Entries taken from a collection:
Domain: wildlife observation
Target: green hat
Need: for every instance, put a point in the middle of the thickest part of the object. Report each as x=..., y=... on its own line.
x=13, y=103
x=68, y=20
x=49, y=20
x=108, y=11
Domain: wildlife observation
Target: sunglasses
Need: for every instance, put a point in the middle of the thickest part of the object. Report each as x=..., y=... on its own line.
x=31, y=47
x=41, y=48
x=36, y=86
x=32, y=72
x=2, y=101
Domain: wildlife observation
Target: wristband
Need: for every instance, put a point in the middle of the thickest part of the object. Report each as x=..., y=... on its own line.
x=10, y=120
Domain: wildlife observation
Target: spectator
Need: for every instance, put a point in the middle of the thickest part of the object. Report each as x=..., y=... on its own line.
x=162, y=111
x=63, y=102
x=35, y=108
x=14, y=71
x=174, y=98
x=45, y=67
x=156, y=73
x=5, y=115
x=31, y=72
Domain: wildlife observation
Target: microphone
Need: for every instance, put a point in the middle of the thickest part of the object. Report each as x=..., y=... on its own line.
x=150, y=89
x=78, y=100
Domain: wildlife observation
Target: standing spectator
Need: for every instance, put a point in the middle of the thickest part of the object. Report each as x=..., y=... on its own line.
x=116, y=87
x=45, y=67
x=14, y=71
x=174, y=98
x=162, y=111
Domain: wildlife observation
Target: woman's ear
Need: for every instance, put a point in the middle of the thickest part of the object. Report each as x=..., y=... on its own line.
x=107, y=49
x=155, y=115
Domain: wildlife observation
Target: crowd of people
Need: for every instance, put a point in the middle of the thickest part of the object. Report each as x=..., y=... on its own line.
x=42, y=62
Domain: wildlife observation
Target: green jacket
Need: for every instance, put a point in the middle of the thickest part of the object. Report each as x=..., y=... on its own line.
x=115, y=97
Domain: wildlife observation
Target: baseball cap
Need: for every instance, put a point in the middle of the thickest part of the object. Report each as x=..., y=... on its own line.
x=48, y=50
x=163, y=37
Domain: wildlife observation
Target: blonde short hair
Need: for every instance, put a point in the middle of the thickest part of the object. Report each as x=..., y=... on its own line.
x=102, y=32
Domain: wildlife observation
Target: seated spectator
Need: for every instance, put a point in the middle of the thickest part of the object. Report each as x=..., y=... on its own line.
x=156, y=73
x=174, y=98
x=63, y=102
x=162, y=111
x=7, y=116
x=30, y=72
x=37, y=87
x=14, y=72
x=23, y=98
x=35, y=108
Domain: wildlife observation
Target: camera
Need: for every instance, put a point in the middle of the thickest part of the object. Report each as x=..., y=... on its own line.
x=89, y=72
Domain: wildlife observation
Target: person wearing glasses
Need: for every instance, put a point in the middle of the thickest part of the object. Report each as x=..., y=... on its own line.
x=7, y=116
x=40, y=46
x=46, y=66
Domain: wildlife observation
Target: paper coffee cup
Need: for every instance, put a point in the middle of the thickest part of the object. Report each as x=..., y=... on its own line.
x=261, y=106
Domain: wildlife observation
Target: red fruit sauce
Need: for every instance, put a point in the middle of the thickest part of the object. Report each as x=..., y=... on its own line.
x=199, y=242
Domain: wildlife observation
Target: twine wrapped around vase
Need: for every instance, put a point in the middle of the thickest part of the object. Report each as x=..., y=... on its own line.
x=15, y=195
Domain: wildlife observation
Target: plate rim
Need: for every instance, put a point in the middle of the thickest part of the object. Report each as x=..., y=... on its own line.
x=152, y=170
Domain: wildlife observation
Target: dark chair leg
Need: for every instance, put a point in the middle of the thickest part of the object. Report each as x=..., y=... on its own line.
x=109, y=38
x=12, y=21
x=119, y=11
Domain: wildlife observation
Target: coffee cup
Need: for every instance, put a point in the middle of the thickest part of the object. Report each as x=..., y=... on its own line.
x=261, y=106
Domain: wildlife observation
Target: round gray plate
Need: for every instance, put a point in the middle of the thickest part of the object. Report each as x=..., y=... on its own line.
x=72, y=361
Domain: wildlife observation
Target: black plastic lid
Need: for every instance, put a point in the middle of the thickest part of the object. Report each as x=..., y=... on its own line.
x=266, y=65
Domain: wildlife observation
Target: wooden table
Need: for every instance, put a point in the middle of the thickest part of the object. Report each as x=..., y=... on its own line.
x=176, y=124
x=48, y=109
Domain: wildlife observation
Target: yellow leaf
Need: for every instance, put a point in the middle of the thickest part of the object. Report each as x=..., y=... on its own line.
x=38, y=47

WHAT THE TASK REQUIRES:
Produce the records once again, exactly as they stand above.

YOUR SOLUTION:
Domain: wildlife observation
Target: green hat
Need: for every instance, put a point in the middle of the thickest part of the object. Report each as x=..., y=... on its own line.
x=13, y=103
x=68, y=20
x=49, y=20
x=108, y=11
Domain: wildlife observation
Target: sunglasses
Need: for every instance, put a point in the middle of the thickest part of the object. Report each as x=..., y=... on its own line.
x=31, y=47
x=41, y=48
x=36, y=86
x=32, y=72
x=2, y=101
Domain: wildlife observation
Target: wristband
Need: for every instance, put a point in the middle of the thickest part of the object. Report each as x=..., y=... on its own line.
x=10, y=120
Domain: wildlife observation
Target: spectator
Need: for every instance, put a point in the middle of the thickest part of the object. Report each as x=..., y=... on its own line.
x=162, y=111
x=63, y=102
x=35, y=108
x=14, y=71
x=174, y=98
x=45, y=67
x=156, y=73
x=5, y=115
x=31, y=72
Domain: wildlife observation
Target: microphone
Need: for every instance, put a point in the middle of the thickest part of the object. Report each as x=..., y=... on its own line.
x=150, y=89
x=78, y=100
Domain: wildlife observation
Target: standing spectator
Need: for every instance, put a point in the middle of the thickest part of the object. Report each as x=..., y=... on its own line.
x=116, y=87
x=45, y=67
x=14, y=71
x=174, y=98
x=162, y=111
Domain: wildlife observation
Target: woman's ear
Need: for every instance, put a point in the middle of the thickest part of the object. Report each as x=..., y=... on its own line.
x=107, y=49
x=155, y=115
Domain: wildlife observation
Target: crowd of people
Need: for every instance, put a point in the middle of the thickest part of the object. Report each as x=..., y=... on its own line.
x=42, y=62
Domain: wildlife observation
Target: green jacket
Need: for every instance, put a point in the middle of the thickest part of the object. Report each as x=..., y=... on its own line.
x=115, y=97
Domain: wildlife observation
Target: baseball cap
Need: for every instance, put a point in the middle of the thickest part of the object. Report each as x=..., y=... on its own line.
x=48, y=50
x=163, y=37
Domain: wildlife observation
Target: blonde short hair
Need: for every instance, put a point in the middle of the thickest part of the object. Report each as x=..., y=... on its own line.
x=102, y=32
Domain: wildlife observation
Target: seated spectator
Need: for every instance, put a point in the middle of the thickest part of the object. Report each as x=..., y=... on its own line.
x=156, y=73
x=174, y=98
x=63, y=102
x=162, y=111
x=7, y=116
x=30, y=72
x=37, y=87
x=14, y=72
x=23, y=98
x=35, y=108
Domain: wildlife observation
Target: camera
Need: for every instance, put a point in the middle of the thickest part of the object. Report each as x=..., y=... on its own line.
x=89, y=72
Domain: wildlife observation
Target: person wearing glasses
Need: for every instance, put a point in the middle of the thickest part of the object. Report each as x=..., y=... on its own line.
x=7, y=116
x=40, y=46
x=46, y=66
Domain: wildlife observation
Target: paper coffee cup
Need: for every instance, put a point in the middle of the thickest part of the object. Report each as x=..., y=... on its own line.
x=261, y=106
Domain: wildlife observation
Target: red fruit sauce
Need: for every instance, put a point in the middle of the thickest part of the object. Report each as x=..., y=... on its own line.
x=199, y=242
Domain: wildlife observation
Target: twine wrapped around vase
Need: for every instance, put a point in the middle of the thickest part of the object. Report each as x=..., y=... on its own line.
x=15, y=195
Domain: wildlife observation
Target: plate rim
Need: for every instance, put a point in the middle of the thickest part of the object. Report each as x=..., y=... on its own line.
x=152, y=170
Domain: wildlife observation
Target: dark chair leg
Need: for every instance, put a point in the middle of the thickest part of the object. Report each as x=..., y=... on its own line.
x=109, y=38
x=12, y=21
x=119, y=11
Domain: wildlife observation
Target: coffee cup
Need: for every instance, put a point in the middle of the thickest part of the object. Report each as x=..., y=... on its own line.
x=261, y=106
Domain: wildlife observation
Target: round gray plate
Need: for every instance, put a point in the middle of the thickest part of the object. Report each as x=..., y=... on its own line.
x=72, y=361
Domain: wildlife observation
Target: black plastic lid
Need: for every instance, put a point in the middle of the thickest part of the object. Report each as x=..., y=... on its own line.
x=266, y=65
Domain: wildlife observation
Target: wooden table
Need: for every instance, put a point in the middle of the thickest part of the object. Report each as x=..., y=... on its own line.
x=176, y=124
x=48, y=109
Domain: wildlife observation
Target: yellow leaf
Need: for every instance, put a point in the middle of the thickest part of the object. Report each as x=..., y=... on its own line.
x=38, y=47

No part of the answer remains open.